• PROBLEM DESCRIPTION: Omit the pictures and retype only the lines from the one containing "Target: snow-covered ground" through the end of the listing, both ends included.

• INFORMATION GIVEN:
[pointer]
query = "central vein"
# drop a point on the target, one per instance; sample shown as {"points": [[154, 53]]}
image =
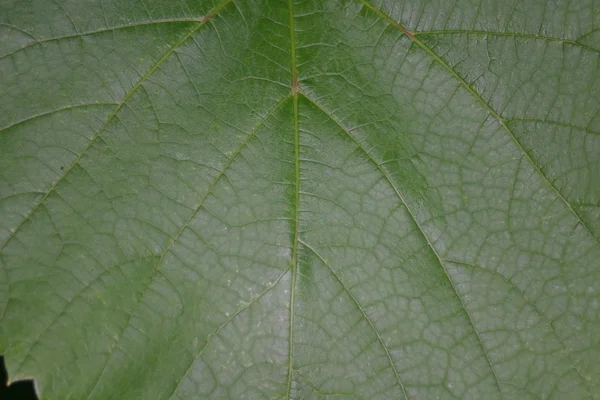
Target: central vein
{"points": [[294, 259]]}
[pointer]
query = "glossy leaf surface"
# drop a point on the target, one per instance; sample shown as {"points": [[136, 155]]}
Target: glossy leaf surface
{"points": [[304, 199]]}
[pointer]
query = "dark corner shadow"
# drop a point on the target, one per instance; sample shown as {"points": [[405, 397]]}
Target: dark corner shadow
{"points": [[19, 390]]}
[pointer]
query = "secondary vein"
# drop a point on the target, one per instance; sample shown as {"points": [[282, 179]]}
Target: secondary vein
{"points": [[294, 258]]}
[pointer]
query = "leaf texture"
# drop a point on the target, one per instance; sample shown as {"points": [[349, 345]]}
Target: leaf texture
{"points": [[312, 199]]}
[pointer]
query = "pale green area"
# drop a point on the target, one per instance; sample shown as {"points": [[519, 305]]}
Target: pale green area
{"points": [[417, 217]]}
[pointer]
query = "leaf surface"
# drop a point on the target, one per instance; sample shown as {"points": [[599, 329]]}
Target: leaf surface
{"points": [[306, 199]]}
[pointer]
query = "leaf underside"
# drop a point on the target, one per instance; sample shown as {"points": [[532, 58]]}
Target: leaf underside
{"points": [[317, 199]]}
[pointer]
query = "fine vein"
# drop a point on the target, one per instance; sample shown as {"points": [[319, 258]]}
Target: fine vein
{"points": [[479, 99], [126, 97], [365, 316], [294, 259], [414, 219], [171, 242]]}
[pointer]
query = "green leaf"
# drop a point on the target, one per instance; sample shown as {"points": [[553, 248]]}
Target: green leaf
{"points": [[313, 199]]}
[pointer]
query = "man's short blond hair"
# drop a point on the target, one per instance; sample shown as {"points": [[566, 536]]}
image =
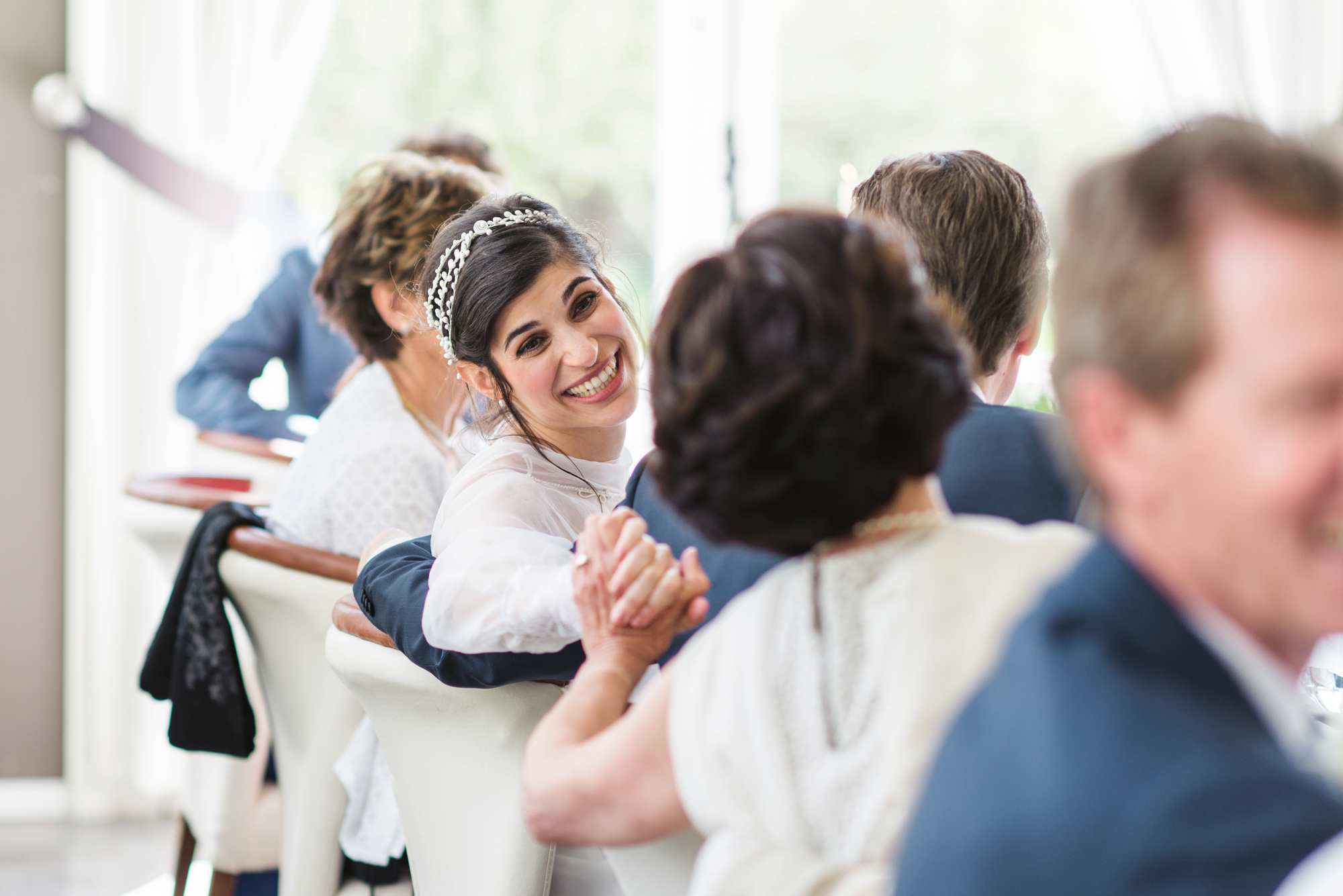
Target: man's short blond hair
{"points": [[1125, 291]]}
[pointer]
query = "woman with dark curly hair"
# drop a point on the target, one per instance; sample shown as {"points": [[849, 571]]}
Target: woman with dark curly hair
{"points": [[802, 389], [527, 315]]}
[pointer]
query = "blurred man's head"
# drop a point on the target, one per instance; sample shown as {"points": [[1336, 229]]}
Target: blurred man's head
{"points": [[984, 244], [1200, 360], [457, 145]]}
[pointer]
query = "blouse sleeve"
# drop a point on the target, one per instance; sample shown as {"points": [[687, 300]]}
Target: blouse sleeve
{"points": [[500, 583]]}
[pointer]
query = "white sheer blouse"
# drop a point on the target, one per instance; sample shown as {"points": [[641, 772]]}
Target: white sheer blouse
{"points": [[802, 721], [503, 548]]}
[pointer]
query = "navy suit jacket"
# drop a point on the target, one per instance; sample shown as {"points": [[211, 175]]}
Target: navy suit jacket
{"points": [[394, 585], [284, 323], [1000, 462], [1111, 753]]}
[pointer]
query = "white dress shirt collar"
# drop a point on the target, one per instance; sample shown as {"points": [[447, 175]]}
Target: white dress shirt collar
{"points": [[1271, 690]]}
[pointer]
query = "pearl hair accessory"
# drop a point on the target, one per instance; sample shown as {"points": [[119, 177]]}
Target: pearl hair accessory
{"points": [[443, 293]]}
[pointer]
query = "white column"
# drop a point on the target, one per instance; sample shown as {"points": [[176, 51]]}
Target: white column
{"points": [[691, 181]]}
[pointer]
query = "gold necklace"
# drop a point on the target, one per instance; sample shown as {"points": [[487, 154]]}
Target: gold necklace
{"points": [[911, 521]]}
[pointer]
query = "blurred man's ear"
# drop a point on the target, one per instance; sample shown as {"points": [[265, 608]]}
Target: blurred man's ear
{"points": [[1117, 435], [396, 311], [1029, 337]]}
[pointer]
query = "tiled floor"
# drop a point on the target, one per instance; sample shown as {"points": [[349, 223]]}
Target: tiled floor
{"points": [[84, 860]]}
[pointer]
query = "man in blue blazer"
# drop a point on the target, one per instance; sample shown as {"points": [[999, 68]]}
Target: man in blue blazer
{"points": [[284, 323], [1145, 732], [984, 246]]}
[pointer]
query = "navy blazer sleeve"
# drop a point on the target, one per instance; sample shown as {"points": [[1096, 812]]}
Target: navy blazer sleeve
{"points": [[394, 585], [214, 392], [393, 589]]}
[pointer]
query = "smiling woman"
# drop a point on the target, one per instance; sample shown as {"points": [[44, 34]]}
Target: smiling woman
{"points": [[523, 306], [535, 326]]}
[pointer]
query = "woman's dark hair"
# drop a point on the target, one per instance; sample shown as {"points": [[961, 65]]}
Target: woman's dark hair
{"points": [[502, 267], [798, 380], [386, 217]]}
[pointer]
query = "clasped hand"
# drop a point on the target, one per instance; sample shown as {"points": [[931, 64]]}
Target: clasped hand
{"points": [[633, 595]]}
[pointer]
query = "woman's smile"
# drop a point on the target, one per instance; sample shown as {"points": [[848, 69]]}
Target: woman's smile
{"points": [[601, 385]]}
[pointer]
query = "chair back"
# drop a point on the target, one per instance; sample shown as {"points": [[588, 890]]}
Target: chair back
{"points": [[660, 868], [284, 593], [456, 757]]}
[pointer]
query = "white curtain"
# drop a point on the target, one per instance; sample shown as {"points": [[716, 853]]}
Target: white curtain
{"points": [[221, 85], [1277, 62]]}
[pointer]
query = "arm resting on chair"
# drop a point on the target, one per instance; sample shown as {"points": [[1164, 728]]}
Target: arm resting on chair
{"points": [[391, 591], [347, 617]]}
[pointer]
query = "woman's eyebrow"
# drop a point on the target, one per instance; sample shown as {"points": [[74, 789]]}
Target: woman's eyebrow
{"points": [[574, 285]]}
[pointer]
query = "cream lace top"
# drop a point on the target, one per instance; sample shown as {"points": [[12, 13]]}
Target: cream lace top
{"points": [[802, 721]]}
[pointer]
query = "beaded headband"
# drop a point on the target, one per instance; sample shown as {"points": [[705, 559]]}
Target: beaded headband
{"points": [[443, 291]]}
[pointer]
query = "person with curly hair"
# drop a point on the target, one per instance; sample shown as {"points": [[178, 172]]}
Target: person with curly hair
{"points": [[804, 388], [284, 323]]}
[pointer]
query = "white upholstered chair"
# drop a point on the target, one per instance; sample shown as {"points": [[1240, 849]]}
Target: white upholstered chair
{"points": [[660, 868], [285, 595], [456, 757]]}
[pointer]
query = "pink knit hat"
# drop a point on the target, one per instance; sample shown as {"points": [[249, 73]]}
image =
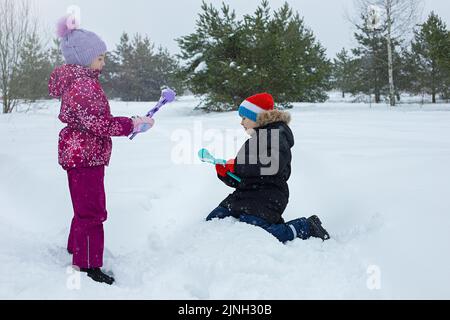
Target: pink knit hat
{"points": [[78, 46]]}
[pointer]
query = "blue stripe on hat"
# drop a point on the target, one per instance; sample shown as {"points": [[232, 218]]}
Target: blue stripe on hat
{"points": [[247, 113]]}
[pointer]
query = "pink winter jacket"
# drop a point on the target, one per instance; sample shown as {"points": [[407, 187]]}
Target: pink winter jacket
{"points": [[86, 140]]}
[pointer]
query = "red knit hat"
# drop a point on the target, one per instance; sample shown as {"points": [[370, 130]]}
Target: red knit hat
{"points": [[256, 104]]}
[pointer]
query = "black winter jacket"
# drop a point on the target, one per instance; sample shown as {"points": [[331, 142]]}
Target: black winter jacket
{"points": [[264, 165]]}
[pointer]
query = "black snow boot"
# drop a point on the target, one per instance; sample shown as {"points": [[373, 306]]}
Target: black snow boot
{"points": [[316, 229], [97, 274]]}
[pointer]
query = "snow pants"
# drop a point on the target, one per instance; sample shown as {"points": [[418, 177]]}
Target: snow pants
{"points": [[283, 232], [86, 238]]}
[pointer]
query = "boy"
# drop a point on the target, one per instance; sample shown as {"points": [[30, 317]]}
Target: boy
{"points": [[264, 166]]}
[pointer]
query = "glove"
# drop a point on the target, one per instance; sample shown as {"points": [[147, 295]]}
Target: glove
{"points": [[142, 124], [222, 169]]}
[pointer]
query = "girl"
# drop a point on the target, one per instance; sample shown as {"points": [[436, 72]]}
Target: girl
{"points": [[85, 144], [264, 166]]}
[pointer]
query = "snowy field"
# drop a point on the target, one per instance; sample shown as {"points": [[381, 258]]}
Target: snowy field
{"points": [[379, 178]]}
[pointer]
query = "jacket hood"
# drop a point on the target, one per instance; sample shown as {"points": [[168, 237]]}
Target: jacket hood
{"points": [[64, 76], [276, 119]]}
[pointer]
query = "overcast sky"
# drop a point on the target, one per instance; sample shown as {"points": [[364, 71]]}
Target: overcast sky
{"points": [[165, 20]]}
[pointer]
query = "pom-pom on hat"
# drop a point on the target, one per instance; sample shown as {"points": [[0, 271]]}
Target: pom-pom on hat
{"points": [[78, 46], [255, 105]]}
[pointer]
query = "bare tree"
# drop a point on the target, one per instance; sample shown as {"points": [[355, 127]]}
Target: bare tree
{"points": [[399, 17], [16, 22]]}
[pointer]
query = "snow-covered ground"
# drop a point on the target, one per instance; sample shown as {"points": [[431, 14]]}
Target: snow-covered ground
{"points": [[379, 178]]}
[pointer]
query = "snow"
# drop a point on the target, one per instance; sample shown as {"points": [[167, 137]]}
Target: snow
{"points": [[377, 177]]}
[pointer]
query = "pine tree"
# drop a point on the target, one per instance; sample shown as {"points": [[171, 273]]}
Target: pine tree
{"points": [[344, 68], [431, 55], [31, 75], [372, 58], [135, 71], [228, 59]]}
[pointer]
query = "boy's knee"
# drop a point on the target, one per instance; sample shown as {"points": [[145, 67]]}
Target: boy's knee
{"points": [[218, 213]]}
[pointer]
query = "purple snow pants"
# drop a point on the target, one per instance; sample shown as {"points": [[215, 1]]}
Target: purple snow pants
{"points": [[86, 239]]}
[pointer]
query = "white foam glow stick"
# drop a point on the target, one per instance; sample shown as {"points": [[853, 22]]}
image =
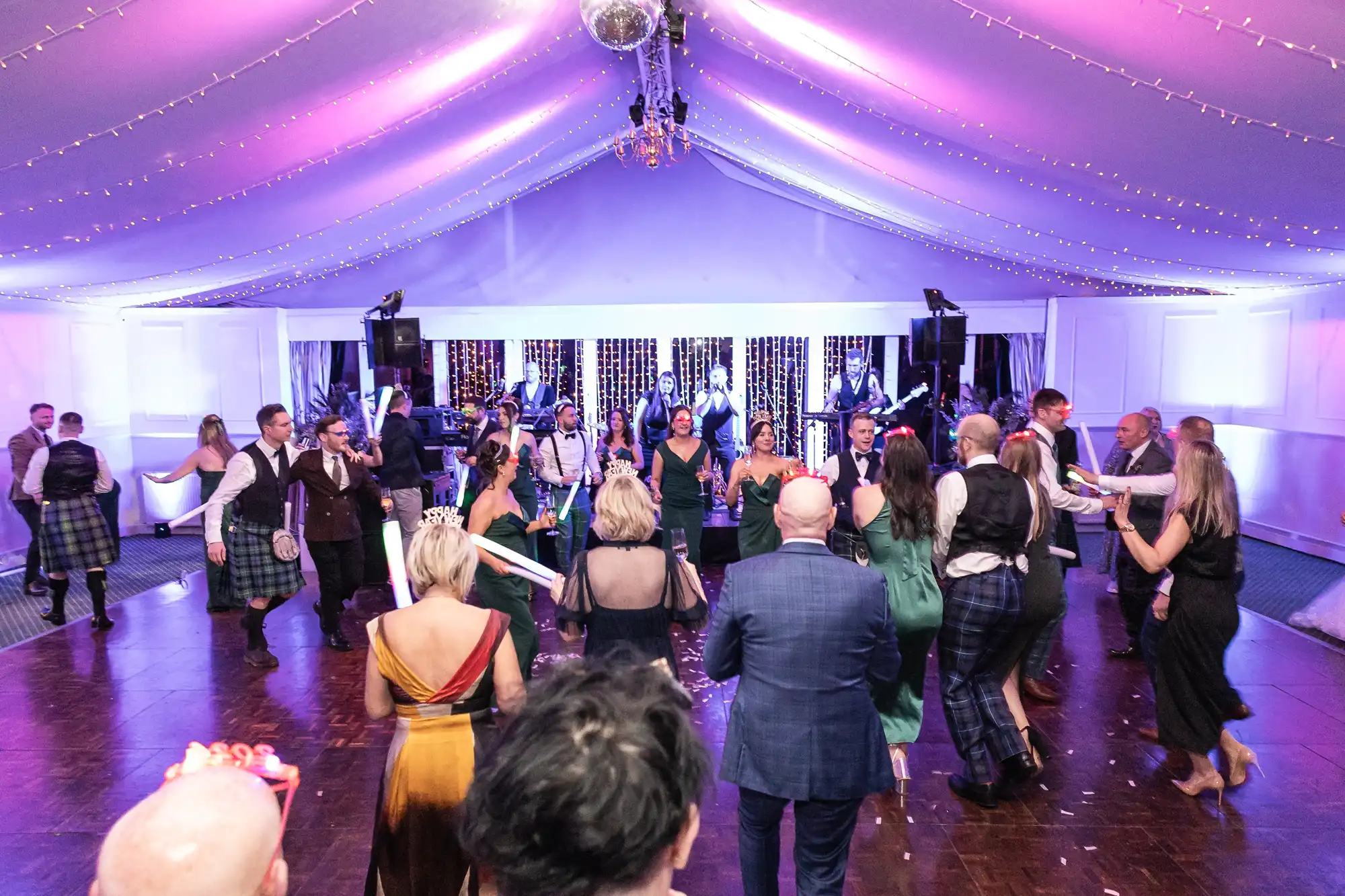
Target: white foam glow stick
{"points": [[188, 516], [384, 397], [514, 557], [1093, 452], [524, 573], [369, 421], [570, 499], [396, 563]]}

• RESULT OF THIS EXERCISE:
Target: snow-covered ground
{"points": [[379, 178]]}
[pointer]
query = "snow"
# drop a point on the target, one per instance; sample shown as {"points": [[167, 137]]}
Target: snow
{"points": [[377, 177]]}
[pointer]
query = "pine tree"
# drop a point on the target, one per instance; sample shown as {"points": [[171, 273]]}
Target: pine tree
{"points": [[344, 68], [431, 55], [31, 75], [372, 58], [135, 71], [228, 59]]}
[pointer]
query = "boy's knee"
# drop a point on the target, one per instance; sample shown as {"points": [[145, 67]]}
Target: boy's knee
{"points": [[218, 213]]}
[pointer]
query = "purple snow pants"
# drop a point on the target, one per instance; sample shown as {"points": [[215, 1]]}
Target: purple snow pants
{"points": [[86, 239]]}
[pointer]
query = "white foam glow stick"
# drop a point on the target, one per instance; sample shown as {"points": [[853, 22]]}
image =
Target: white foam glow stick
{"points": [[188, 516], [384, 397], [514, 557], [1093, 452], [524, 573], [369, 421], [570, 499], [396, 563]]}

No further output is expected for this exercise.